*WORK TO DO*: Print every line of the entries that follow verbatim, with no changes.

*DATA SUPPLIED*:
** Start **

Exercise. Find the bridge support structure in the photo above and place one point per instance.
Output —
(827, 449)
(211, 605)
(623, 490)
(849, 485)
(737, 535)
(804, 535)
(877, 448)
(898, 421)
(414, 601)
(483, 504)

** End **

*TASK ANSWER*:
Exercise. Find the bridge support structure in the photo above and place one point per instance.
Output —
(827, 449)
(211, 605)
(623, 490)
(849, 485)
(737, 535)
(804, 535)
(877, 448)
(898, 421)
(414, 601)
(483, 504)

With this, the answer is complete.